ABSTRACT

Irritable bowel syndrome (IBS), a chronic episodic medical condition associated with abdominal pain or discomfort and altered bowel habits, is the most common reason for referral to gastroenterologists and is responsible for combined direct and indirect costs of up to $30 billion per year in the United States (1,2). Despite the fact that pain is the defining element of this syndrome, much of the earlier literature dealt predominantly with the disturbances in bowel function. It is only recently that pain itself has come in focus, and several plausible theories have been put forward based on experimental and phenomenological studies. As will be apparent from this chapter, we are still not close to forming any definitive conclusions. In part, this is due to the nature of the subject itself-pain is perhaps the most subjective of the various symptom components in IBS and has been incompletely and/or inaccurately characterized in this syndrome (3). Thus, it is conceivable that there are several different types (qualitatively as well as quantitatively) of pain in patients with IBS, each with its own causative phenomena. This is in all probability a reflection of the heterogeneous nature of the syndrome itself. It is hoped that with increasing mechanistic insight, we will be able to cull out distinct disorders from the ‘‘mixed bag’’ that we call IBS today. This in turn will allow us to discriminate between those instances when pain (or discomfort) is a secondary (and perhaps relatively minor) accompaniment to diarrhea, constipation, or bloating that results from a primary bowel problem (such as one caused by persistent ‘‘microinflammation’’ or small bowel bacterial overgrowth) or when changes in central circuitry (such as those induced in a vulnerable nervous system by stress) result in pain being as prominent a symptom, if not more, than disturbed bowel function. Another way of framing this question is by analogy to the classification of somatic pain, based on putative neurophysiologic mechanisms. According to this, pain can be either nociceptive or neuropathic, the former due to persistent stimulation of peripheral nociceptors by local injury and/or inflammation, while the latter is independent of nociceptor stimulation, implying changes in the pain pathways (either peripheral or central) that result in persistent, aberrant signaling.

> [RECORD EXTRACTS]
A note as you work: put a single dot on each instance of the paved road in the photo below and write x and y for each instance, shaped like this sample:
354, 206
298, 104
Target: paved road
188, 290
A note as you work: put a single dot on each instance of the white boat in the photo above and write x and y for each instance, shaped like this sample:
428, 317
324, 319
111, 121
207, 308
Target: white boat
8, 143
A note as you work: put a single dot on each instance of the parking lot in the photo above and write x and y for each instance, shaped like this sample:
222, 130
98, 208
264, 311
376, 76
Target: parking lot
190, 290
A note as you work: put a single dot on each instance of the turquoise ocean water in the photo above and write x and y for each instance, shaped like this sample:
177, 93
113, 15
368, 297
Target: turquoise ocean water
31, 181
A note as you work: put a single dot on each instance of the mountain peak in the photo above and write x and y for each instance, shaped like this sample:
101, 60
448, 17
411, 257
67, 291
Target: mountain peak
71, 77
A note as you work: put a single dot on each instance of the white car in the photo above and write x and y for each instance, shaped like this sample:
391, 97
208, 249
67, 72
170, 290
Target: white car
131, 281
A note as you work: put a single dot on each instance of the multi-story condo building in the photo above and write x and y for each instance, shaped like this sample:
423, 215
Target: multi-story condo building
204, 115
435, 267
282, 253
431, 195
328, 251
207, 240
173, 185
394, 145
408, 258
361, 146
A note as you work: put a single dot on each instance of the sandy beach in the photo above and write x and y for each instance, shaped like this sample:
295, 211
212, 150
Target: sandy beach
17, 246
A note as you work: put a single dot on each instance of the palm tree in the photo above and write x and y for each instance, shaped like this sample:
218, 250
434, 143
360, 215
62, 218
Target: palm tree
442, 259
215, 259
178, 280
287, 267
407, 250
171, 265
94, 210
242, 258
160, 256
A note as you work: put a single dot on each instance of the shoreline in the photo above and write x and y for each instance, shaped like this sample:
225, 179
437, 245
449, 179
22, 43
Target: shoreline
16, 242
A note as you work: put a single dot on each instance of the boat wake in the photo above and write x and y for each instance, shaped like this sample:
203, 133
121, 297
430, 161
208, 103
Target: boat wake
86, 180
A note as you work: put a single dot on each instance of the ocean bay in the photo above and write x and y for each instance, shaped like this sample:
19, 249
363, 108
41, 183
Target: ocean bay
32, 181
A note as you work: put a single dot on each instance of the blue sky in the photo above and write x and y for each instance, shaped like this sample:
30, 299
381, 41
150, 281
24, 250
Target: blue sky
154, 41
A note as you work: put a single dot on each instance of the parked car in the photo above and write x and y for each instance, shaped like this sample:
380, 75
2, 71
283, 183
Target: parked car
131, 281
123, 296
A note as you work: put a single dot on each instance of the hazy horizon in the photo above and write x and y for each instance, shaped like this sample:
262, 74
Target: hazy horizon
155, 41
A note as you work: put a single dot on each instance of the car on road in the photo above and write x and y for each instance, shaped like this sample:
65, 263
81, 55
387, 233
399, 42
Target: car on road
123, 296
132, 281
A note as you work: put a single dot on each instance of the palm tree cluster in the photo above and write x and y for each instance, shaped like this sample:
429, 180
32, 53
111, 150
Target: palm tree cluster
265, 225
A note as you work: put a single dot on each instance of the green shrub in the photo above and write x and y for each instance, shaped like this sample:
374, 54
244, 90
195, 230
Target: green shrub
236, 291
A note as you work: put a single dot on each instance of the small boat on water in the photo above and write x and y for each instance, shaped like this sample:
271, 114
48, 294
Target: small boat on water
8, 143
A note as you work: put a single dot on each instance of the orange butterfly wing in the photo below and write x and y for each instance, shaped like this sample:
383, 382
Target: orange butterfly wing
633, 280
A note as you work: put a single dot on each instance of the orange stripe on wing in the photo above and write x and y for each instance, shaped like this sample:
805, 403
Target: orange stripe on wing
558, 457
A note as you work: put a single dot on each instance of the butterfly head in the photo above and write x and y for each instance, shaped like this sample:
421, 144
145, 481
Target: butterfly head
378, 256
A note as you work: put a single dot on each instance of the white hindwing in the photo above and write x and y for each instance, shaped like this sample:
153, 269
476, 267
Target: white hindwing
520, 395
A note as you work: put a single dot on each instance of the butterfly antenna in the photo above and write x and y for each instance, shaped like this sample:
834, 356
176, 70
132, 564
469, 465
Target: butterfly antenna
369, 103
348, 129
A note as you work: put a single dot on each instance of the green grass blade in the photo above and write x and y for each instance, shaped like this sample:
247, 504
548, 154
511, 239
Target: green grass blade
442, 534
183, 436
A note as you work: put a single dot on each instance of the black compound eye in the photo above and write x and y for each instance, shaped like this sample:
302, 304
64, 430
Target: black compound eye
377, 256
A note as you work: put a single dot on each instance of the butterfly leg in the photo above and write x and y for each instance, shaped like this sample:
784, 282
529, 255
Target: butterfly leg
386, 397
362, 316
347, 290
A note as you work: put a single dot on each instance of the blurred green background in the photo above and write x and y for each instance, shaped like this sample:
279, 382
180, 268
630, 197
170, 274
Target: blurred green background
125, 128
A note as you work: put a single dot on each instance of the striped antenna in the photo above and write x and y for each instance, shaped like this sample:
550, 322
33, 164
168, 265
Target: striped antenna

> [TO DO]
A. List the bowel disturbances that, according to the IBS abstract, pain or discomfort may accompany as a secondary symptom.
B. Using the IBS abstract, mark each statement yes or no, and quote the words that decide it: (i) IBS is the most common reason for referral to gastroenterologists. (ii) Much of the earlier literature focused mainly on pain. (iii) Neuropathic pain depends on nociceptor stimulation.
C. What yearly cost in the United States does the IBS abstract attribute to the syndrome?
Use nothing but the IBS abstract as your source.

> [SOLUTIONS PER TASK]
A. Diarrhea, constipation, bloating

B.
(i) Yes: "is the most common reason for referral to gastroenterologists"
(ii) No: "much of the earlier literature dealt predominantly with the disturbances in bowel function"
(iii) No: "the latter is independent of nociceptor stimulation"

C. Combined direct and indirect costs of up to $30 billion per year.